Goal of the exercise.
Reproduce every one of the items below verbatim, preserving each line as shown.

Supplied records.
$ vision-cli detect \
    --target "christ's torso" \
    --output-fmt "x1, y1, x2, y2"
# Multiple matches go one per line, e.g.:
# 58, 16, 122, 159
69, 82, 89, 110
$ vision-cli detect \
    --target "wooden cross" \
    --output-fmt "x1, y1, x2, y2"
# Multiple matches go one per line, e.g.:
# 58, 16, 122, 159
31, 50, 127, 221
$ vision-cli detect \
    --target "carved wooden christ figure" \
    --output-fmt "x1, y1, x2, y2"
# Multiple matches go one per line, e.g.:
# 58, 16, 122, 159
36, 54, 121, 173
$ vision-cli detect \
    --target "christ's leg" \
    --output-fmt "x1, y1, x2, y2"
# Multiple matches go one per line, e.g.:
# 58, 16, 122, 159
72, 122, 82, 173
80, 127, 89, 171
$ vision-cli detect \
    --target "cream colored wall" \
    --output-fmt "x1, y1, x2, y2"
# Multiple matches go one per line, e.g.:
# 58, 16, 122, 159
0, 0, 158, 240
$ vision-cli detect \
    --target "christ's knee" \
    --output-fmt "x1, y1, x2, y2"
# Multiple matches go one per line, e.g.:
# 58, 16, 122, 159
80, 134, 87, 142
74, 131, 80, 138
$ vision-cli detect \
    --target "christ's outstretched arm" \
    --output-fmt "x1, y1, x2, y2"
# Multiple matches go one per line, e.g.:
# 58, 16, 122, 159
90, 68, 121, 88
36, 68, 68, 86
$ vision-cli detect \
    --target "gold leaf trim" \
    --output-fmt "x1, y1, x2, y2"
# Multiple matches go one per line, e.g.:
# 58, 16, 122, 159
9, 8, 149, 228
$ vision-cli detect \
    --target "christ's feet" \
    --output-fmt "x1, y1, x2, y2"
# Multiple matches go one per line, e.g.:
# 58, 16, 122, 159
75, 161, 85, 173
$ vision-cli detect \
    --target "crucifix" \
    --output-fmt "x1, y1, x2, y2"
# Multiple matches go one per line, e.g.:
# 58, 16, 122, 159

Answer to this problem.
$ vision-cli detect \
    --target "christ's torso" \
    --output-fmt "x1, y1, x2, y2"
# Multiple matches go one per line, e.g.:
# 58, 16, 122, 159
69, 82, 89, 110
$ vision-cli detect \
    --target "wooden cross" \
    --output-fmt "x1, y1, x2, y2"
# Multiple matches go one per line, e.g.:
# 58, 16, 122, 159
31, 50, 127, 221
$ vision-cli detect \
    --target "carved wooden christ figure" \
    --output-fmt "x1, y1, x2, y2"
# Multiple matches go one per line, e.g.:
# 58, 16, 122, 159
36, 54, 121, 173
$ vision-cli detect \
    --target "christ's leg" \
    --output-fmt "x1, y1, x2, y2"
# Multiple matches go one per line, e.g.:
# 58, 16, 122, 159
72, 122, 82, 173
80, 127, 89, 171
$ vision-cli detect \
    --target "cream colored wall" \
    --output-fmt "x1, y1, x2, y2"
# Multiple matches go one per line, e.g.:
# 58, 16, 122, 159
0, 0, 158, 240
$ vision-cli detect \
    --target "christ's knee" \
    --output-fmt "x1, y1, x2, y2"
# Multiple matches go one per line, e.g.:
# 58, 16, 122, 159
80, 134, 87, 142
74, 131, 80, 138
$ vision-cli detect \
    --target "christ's outstretched arm" \
    --output-fmt "x1, y1, x2, y2"
# Multiple matches go one per line, e.g.:
# 58, 16, 122, 159
90, 68, 121, 88
36, 68, 68, 86
$ vision-cli detect \
    --target "gold leaf trim" \
    --output-fmt "x1, y1, x2, y2"
# Multiple matches go one per line, e.g.:
# 58, 16, 122, 159
9, 8, 149, 228
$ vision-cli detect \
    --target "christ's feet" \
    --output-fmt "x1, y1, x2, y2"
# Multiple matches go one per line, e.g.:
# 58, 16, 122, 159
75, 161, 85, 173
$ vision-cli detect \
    --target "crucifix" \
    --output-fmt "x1, y1, x2, y2"
# Multiple matches go one per line, e.g.:
# 58, 16, 122, 159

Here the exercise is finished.